DO THIS
Return each line of the data below unchanged, leaving out the pictures.

___ RECORDS FOR PROCESSING

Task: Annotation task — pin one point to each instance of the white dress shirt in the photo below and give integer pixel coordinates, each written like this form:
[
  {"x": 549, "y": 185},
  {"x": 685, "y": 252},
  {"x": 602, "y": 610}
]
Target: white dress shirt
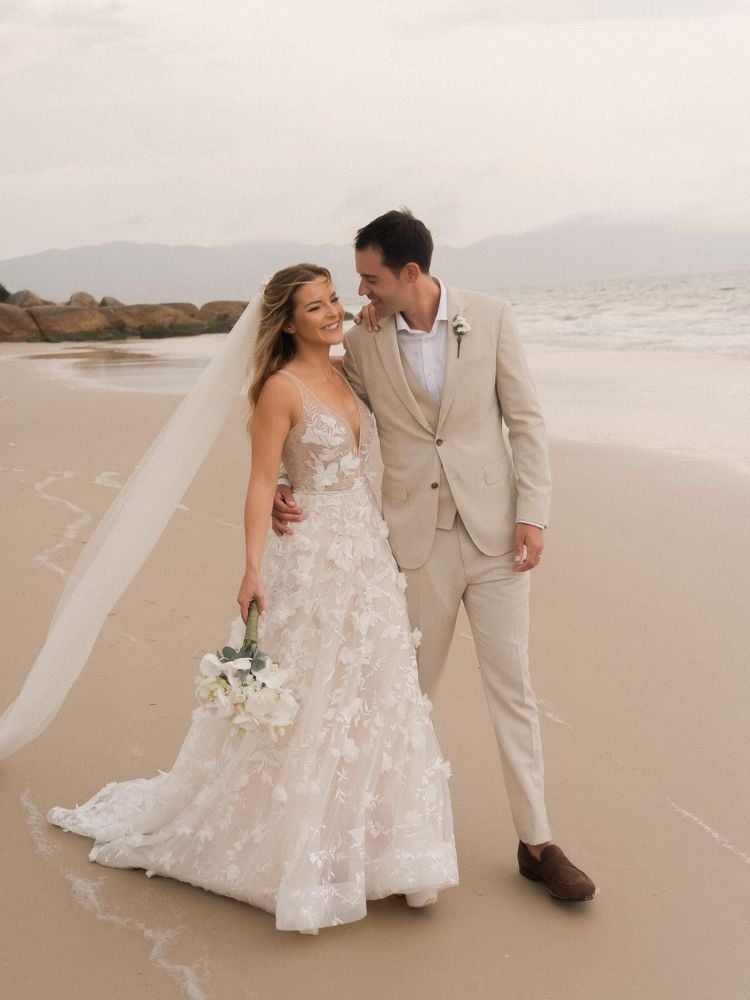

______

FULL RESPONSE
Task: Annotation task — pin one point to each instance of the white dress shirt in the photo below and give integer pixel coordinates, each written like this form:
[
  {"x": 549, "y": 185},
  {"x": 685, "y": 252},
  {"x": 602, "y": 610}
]
Target: white dress shirt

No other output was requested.